Chris Cornell: A spectacular voice of grunge, with a glint of tragedy

Chris Cornell: A spectacular voice of grunge, with a glint of tragedy
Chris Cornell. AP file photo

Chris Cornell: A spectacular voice of grunge, with a glint of tragedy

NEW YORK — Chris Cornell sang as if he were bearing the weight of the world.

Whether he was fronting the ferocious hard rock of Soundgarden or backed simply by an acoustic guitar, his voice — now silenced in a suicide — was spectacular by any reckoning. It was a voice that could sail above the grunge barrage of Soundgarden, with an attack to rival the band’s churning guitars; it was also a voice that gave modest acoustic ballads an existential gravity. At the bottom of its nearly four-octave range, Cornell’s voice was a baritone with endless reserves of breath and the seething tension of contained power. He couldn’t be more convincing than when he sang one of his definitive songs, Rusty Cage, with Soundgarden: “I’m gonna break my rusty cage and run,” he howled.

As it rose, higher and higher, Cornell’s voice could sustain a melody through the fray, or it could confront hard-rock turbulence with grunts, rasps, wails, bitter moans and, at the top of his range, full-bodied shrieks that admitted no weakness. Even when he was singing a long-lined melody like Black Hole Sun, another of his masterpieces, there was no comforting croon in his voice. It had a perpetually torn edge, a glint of tragedy.

Cornell could have used that remarkable instrument and his rock-star looks to play the standard heroic frontman: A chesty, cocky figure like two of his obvious influences, Robert Plant of Led Zeppelin and Paul Rodgers of Free. But he came from a later generation, one that had grown up on punk iconoclasm as well as metal virtuosity and that was far too self-conscious for the old rock machismo. As the main songwriter for Soundgarden — both on his own and supplying lyrics and melodies for other band members’ riffs — Cornell helped forge grunge: Rock that used all its power to question rather than to exult.
________________
Work to do:
a – Write out the stretch of the Chris Cornell article from "As it rose, higher" through "glint of tragedy.", swapping "fray" for "din".
b – Please copy verbatim the stretch of the listing from the line that contains "Where can the dog's" through the line that contains "(1128, 209)".

Data to use:
________________
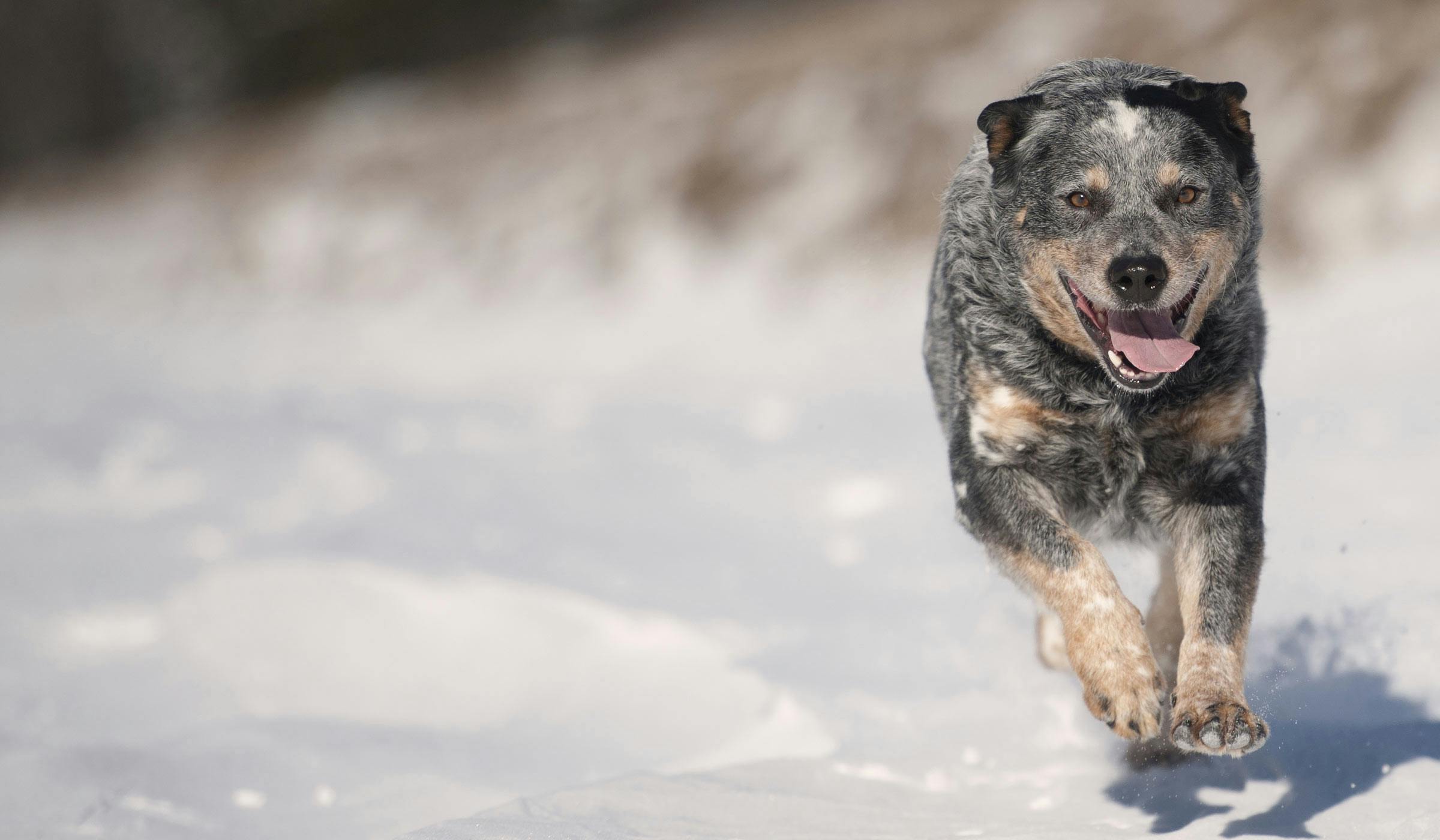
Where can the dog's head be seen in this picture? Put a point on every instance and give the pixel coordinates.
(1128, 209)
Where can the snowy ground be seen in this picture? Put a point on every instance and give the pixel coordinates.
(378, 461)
________________
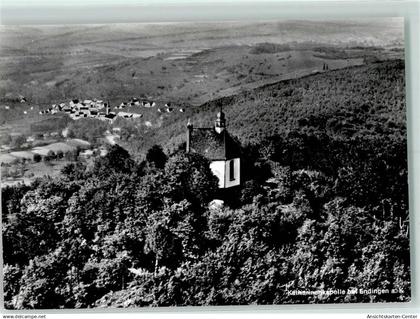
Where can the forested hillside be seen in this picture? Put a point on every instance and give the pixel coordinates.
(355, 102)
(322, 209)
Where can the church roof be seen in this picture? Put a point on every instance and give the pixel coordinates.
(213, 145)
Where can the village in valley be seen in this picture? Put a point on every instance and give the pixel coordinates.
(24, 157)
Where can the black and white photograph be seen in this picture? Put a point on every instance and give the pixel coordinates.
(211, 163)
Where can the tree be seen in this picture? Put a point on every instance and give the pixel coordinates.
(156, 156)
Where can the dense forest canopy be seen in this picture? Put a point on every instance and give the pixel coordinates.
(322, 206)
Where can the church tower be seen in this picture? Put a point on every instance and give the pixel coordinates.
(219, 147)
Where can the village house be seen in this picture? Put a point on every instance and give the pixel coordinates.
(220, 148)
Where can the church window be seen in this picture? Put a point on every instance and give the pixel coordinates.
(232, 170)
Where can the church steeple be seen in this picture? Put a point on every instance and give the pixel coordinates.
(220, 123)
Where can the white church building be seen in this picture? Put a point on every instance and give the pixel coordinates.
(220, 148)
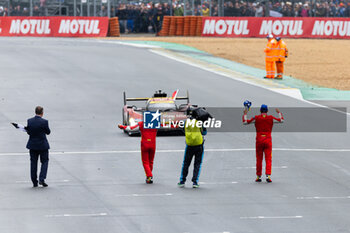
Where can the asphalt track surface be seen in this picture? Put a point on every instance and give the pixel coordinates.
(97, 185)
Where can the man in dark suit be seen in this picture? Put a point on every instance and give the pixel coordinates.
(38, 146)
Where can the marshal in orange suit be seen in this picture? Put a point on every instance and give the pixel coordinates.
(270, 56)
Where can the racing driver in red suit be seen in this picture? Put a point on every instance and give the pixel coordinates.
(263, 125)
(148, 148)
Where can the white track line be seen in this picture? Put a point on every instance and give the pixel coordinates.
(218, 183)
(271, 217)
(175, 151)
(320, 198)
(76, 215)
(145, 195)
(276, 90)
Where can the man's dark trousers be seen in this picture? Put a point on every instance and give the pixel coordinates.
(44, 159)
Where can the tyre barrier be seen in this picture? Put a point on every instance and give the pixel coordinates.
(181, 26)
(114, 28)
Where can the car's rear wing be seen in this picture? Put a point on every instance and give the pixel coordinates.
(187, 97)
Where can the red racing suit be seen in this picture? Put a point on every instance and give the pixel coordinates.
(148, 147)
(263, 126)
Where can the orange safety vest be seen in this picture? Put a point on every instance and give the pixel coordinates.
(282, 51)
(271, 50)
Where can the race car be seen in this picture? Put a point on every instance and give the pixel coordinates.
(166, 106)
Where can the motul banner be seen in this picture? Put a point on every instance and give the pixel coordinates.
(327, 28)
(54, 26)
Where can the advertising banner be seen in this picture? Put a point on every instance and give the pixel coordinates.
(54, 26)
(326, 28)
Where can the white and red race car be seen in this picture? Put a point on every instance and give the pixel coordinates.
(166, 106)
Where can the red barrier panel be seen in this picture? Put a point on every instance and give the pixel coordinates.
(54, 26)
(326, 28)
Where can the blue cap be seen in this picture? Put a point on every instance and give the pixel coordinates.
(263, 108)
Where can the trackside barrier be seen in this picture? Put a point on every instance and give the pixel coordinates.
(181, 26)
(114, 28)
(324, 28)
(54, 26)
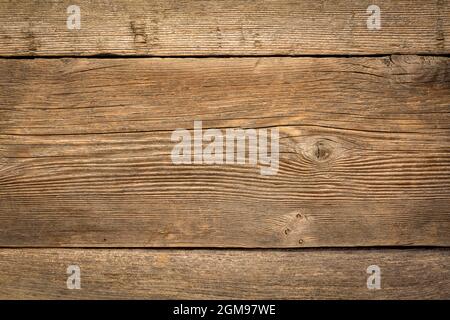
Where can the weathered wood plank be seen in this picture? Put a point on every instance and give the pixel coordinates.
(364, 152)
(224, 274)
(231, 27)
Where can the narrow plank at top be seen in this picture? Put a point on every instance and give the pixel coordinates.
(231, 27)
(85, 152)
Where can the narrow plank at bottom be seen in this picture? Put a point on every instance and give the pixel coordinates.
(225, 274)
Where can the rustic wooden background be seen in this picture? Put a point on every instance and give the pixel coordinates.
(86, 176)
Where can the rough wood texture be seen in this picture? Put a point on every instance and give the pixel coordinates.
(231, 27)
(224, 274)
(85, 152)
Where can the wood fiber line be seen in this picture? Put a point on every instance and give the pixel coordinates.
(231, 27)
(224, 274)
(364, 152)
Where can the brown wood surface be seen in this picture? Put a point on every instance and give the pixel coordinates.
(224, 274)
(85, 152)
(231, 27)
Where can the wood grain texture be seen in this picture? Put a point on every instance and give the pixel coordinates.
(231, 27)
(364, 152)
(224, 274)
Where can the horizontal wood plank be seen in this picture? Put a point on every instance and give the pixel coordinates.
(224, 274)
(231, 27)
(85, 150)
________________
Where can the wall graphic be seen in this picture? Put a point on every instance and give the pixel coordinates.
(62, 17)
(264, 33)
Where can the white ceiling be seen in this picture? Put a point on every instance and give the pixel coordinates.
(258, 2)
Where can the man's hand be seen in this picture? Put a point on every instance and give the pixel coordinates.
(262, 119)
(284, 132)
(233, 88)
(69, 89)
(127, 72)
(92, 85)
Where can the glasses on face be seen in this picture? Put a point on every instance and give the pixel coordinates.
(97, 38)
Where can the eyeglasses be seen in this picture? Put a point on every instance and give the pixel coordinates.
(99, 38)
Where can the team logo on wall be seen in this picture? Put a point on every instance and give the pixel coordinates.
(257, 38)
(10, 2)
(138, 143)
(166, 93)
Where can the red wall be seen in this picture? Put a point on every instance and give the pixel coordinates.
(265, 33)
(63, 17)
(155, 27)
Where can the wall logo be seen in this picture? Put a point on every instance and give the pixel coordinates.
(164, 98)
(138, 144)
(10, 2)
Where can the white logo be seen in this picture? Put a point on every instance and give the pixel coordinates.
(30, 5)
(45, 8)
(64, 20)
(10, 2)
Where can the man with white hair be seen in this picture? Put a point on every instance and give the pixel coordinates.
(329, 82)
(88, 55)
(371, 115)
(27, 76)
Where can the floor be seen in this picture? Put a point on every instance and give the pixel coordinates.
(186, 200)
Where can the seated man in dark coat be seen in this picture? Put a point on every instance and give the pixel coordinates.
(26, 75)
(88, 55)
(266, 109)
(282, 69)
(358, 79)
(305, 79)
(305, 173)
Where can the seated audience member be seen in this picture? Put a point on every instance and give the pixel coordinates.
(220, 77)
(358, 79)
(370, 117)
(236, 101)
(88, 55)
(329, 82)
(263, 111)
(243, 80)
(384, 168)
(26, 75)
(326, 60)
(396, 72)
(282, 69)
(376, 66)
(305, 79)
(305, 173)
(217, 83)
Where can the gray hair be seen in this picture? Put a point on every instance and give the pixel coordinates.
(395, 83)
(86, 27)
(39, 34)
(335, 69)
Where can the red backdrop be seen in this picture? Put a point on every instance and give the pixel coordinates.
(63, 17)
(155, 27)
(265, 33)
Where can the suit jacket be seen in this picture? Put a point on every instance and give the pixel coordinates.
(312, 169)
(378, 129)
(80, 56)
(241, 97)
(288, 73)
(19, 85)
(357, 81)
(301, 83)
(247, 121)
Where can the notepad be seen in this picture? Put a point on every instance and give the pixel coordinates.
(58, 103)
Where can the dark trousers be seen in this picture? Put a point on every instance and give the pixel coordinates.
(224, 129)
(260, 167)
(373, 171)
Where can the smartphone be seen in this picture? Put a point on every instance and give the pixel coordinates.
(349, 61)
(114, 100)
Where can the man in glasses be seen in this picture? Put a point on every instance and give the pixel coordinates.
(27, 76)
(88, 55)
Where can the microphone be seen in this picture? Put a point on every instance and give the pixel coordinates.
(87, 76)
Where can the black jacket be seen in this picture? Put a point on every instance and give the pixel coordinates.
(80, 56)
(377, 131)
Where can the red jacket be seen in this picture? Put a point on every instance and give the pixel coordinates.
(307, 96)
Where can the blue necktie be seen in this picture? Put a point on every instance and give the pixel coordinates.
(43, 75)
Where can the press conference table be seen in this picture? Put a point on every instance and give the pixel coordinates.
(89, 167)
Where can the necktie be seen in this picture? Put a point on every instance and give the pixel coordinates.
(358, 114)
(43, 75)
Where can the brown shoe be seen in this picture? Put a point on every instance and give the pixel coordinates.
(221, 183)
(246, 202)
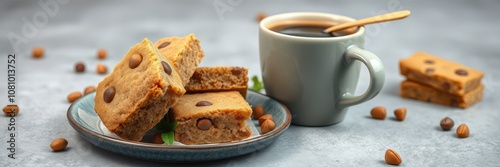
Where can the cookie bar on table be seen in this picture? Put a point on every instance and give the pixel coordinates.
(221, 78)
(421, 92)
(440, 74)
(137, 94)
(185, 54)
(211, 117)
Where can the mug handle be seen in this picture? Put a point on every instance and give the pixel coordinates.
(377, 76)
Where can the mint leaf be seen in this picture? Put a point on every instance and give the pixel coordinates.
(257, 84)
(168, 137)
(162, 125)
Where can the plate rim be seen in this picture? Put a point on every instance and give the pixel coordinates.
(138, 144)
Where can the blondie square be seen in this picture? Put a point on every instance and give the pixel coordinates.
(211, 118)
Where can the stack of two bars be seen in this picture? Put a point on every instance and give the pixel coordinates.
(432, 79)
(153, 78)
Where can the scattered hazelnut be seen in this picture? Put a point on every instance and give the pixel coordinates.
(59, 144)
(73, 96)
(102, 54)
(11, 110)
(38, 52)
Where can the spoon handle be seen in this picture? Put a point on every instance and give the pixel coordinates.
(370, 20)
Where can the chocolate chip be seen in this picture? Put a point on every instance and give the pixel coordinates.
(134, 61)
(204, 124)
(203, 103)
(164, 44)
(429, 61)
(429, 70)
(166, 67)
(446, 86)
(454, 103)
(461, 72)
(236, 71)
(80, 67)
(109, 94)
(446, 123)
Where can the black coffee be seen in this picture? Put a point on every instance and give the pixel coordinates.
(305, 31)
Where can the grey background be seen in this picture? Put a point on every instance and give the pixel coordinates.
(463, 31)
________________
Results:
a –
As it rose, higher and higher, Cornell’s voice could sustain a melody through the din, or it could confront hard-rock turbulence with grunts, rasps, wails, bitter moans and, at the top of his range, full-bodied shrieks that admitted no weakness. Even when he was singing a long-lined melody like Black Hole Sun, another of his masterpieces, there was no comforting croon in his voice. It had a perpetually torn edge, a glint of tragedy.

b –
Where can the dog's head be seen in this picture? Put a point on every instance and give the pixel coordinates.
(1128, 209)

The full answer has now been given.